++++ ENTRIES SHOWN ++++

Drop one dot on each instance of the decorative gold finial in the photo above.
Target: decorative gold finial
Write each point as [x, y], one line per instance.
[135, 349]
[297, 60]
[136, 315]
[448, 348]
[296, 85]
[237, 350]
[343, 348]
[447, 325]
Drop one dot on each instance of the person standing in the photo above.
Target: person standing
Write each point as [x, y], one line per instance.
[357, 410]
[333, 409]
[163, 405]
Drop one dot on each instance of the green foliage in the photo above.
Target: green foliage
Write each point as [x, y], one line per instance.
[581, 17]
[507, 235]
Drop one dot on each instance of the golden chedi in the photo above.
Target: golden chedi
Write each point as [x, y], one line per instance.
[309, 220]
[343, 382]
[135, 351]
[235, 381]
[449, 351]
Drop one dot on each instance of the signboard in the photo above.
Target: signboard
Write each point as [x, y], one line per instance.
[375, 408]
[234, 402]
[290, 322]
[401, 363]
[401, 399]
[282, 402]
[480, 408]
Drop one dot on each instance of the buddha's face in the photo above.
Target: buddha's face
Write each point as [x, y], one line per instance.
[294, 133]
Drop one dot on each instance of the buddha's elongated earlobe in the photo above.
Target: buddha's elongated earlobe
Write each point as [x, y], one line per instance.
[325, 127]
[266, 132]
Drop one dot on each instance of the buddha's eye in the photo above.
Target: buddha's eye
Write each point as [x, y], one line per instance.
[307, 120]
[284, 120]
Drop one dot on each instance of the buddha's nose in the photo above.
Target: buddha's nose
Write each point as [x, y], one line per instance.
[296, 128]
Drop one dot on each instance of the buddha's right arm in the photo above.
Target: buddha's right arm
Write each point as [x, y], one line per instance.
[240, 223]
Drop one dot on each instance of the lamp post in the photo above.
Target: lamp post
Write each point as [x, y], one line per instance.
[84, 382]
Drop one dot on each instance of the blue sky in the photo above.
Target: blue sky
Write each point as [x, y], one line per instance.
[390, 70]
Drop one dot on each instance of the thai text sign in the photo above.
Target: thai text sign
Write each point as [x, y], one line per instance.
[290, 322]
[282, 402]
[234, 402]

++++

YOUR TASK:
Go through the records above and retype each one exactly.

RESULT:
Drop one dot on each instance of the decorative gold finial in the photo above.
Target: decorative gold finial
Write each point as [x, y], one line per instance.
[135, 349]
[297, 60]
[136, 315]
[448, 348]
[296, 85]
[237, 350]
[343, 348]
[447, 325]
Drop one dot on each instance of the person standing in the photo above.
Target: person standing
Write each point as [x, y], one line per instance.
[357, 410]
[333, 409]
[163, 405]
Drop one dot on each instance of the green foliage in the photo above.
Target: green foliage
Write each point as [x, y], one line per instance.
[581, 17]
[507, 235]
Drop one dot on each instance of the golden chedi in the photo above.
Target: golden chedi
Write each point as [x, y], one line per instance.
[309, 220]
[343, 382]
[135, 351]
[235, 381]
[449, 351]
Drop one dot on each instance of the signboard in the photo above.
Target: signboard
Write each point as [x, y], one line per instance.
[375, 408]
[234, 402]
[290, 322]
[401, 363]
[401, 399]
[282, 402]
[480, 408]
Drop one dot on each instance of the buddha's face in the photo above.
Target: buddha's face
Write each point as [x, y], one line per instance.
[294, 133]
Drop one dot on each instance of the buddha's elongated earlobe in the photo above.
Target: buddha's elongated earlobe
Write each point as [x, y], one line per instance.
[325, 127]
[266, 132]
Drop one dot on each instance of the buddha's eye in the photo above.
Target: buddha's eye
Write each point as [x, y], one line per instance.
[307, 120]
[284, 120]
Drop one dot on each instance of the buddha's nose in the photo above.
Target: buddha's nose
Write each point as [x, y], one line per instance.
[296, 128]
Drop one dot on each instance of the buddha's right arm in the photo above.
Target: buddha's right arm
Write each point as [x, y], one line per instance.
[240, 223]
Drop one dot on each instance of the lamp post in the photo above.
Target: lamp post
Write each point as [x, y], one line per instance.
[84, 382]
Drop one dot on each instance of the blue sky in the photo above.
Target: blue sky
Write each point as [x, y], one line per instance.
[390, 70]
Drop one dot on each instance of the thai text sign in the photo above.
Target: thai text sign
Write each point as [x, y], one line per instance.
[290, 322]
[282, 402]
[234, 402]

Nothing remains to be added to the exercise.